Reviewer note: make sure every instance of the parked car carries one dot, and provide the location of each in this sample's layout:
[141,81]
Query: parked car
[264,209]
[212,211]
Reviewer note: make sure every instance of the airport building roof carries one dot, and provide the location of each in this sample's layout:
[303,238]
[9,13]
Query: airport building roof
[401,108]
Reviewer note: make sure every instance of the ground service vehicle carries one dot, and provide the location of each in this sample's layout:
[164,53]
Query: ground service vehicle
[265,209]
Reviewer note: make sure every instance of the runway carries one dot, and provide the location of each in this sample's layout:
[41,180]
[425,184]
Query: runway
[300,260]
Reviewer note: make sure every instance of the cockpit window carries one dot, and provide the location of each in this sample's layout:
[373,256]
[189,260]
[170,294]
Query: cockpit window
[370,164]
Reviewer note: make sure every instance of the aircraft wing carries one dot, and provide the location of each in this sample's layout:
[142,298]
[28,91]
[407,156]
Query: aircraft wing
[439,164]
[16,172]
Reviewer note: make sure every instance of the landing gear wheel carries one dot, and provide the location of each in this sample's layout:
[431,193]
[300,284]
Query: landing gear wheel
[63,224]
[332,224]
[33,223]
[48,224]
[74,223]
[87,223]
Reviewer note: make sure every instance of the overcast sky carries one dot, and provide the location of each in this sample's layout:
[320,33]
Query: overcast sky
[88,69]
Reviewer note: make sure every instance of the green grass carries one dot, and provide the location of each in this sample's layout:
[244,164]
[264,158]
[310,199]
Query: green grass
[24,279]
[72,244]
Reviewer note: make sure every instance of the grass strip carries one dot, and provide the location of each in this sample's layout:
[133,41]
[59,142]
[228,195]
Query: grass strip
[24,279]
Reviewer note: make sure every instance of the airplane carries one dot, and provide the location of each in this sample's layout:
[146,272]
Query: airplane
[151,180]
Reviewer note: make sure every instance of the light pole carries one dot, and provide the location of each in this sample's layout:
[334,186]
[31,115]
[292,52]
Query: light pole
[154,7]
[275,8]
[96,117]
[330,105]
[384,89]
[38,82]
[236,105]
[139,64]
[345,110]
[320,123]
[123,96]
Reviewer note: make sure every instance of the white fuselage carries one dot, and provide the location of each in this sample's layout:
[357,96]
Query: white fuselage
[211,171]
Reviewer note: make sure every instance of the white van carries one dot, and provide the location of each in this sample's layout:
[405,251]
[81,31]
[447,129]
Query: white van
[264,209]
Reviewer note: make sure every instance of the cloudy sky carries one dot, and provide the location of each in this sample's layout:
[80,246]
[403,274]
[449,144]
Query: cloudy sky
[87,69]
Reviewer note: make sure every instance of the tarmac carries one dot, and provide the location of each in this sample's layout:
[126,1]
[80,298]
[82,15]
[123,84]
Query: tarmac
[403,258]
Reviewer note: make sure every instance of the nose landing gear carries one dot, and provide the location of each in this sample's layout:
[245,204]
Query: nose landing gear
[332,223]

● ● ● ● ● ● ●

What you will do:
Could you retype each record exactly as it appears?

Answer to this exercise:
Reviewer note: make sure every instance of the parked car carries one dot, and provide the location of each in this sample's layout:
[141,81]
Query: parked car
[264,209]
[212,211]
Reviewer note: make sure every instance of the airport building roof carries one dot, and provide the location of each in this sample's layout:
[303,238]
[9,13]
Query: airport building roof
[401,108]
Reviewer note: make sure every instance of the ground service vehicle carries one dot, and provide the location of each in this sample's layout:
[164,53]
Query: ground service vehicle
[265,209]
Reviewer note: make sure every instance of the runway carries one dot, and provide the location of each in this sample's layout:
[41,180]
[425,184]
Query: runway
[300,260]
Reviewer note: make sure every instance of the cockpit window carries one dot, and provide the location of each in this sample's layout:
[373,256]
[189,260]
[170,294]
Query: cockpit window
[370,164]
Reviewer note: make sure every instance of the aircraft wing carries one dot, and provide the location of each in this sample's layout:
[142,298]
[28,91]
[407,156]
Query: aircraft wing
[439,164]
[16,172]
Reviewer note: make sure every instance of the landing gear wheel carries one dot, and provide the location of each in this sample's layout:
[431,193]
[300,284]
Query: landing gear wheel
[63,224]
[332,224]
[33,223]
[48,224]
[74,223]
[87,223]
Reviewer note: make sure every instance of the overcast sky carries one dot, and provide the location of each in this sample's layout:
[320,33]
Query: overcast sky
[88,69]
Reviewer note: make sure every instance of the green grass carries one dot, and provide the location of each in this sample's layout:
[244,164]
[264,158]
[310,199]
Query: green grass
[24,279]
[72,244]
Reviewer note: make sure every instance of the grass strip carries one dot, and provide the location of each in this sample's layout:
[133,41]
[59,142]
[228,195]
Query: grass strip
[24,279]
Reviewer note: make sure every instance of the airplane carries one dot, and provide the location of each in this sample's layout:
[146,272]
Query: airplane
[151,180]
Reviewer note: make sure every instance of the light pole carries one dot, and provide the location of each in this sample's layout:
[334,186]
[31,115]
[292,52]
Query: light pole
[154,7]
[275,8]
[96,117]
[330,105]
[384,89]
[38,82]
[236,105]
[139,64]
[345,110]
[320,123]
[123,96]
Reviewer note: make sure every instance of the white fuselage carries one dot, and provide the location of each in this sample's layout:
[357,96]
Query: white fuselage
[211,171]
Reviewer note: make sure every instance of the white van carries one dot, and provide the location of each in this sample's layout:
[405,251]
[81,31]
[447,129]
Query: white van
[264,209]
Reviewer note: make sure every instance of the cloudy sky carries one dot, and provide the location of each in this sample's layout:
[80,246]
[403,274]
[449,144]
Query: cloudy sky
[87,69]
Reviewer note: make sure every instance of the tarmac carries one dot, and provide the location of each in this sample's layout:
[126,1]
[80,298]
[82,15]
[123,84]
Query: tarmac
[403,258]
Reviewer note: make sure every instance of the nose landing gear carries one dot, and provide the location of each in this sample's layout:
[245,204]
Query: nose landing gear
[332,223]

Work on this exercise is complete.